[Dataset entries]

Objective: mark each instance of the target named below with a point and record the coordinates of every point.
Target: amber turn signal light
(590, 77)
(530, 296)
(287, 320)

**How to complete this task**
Transcribe the records above exactly as they appear.

**Result of the task**
Objective: mark each instance of the target named below with a point and record the coordinates of every point.
Target: amber turn signal light
(590, 77)
(530, 296)
(287, 320)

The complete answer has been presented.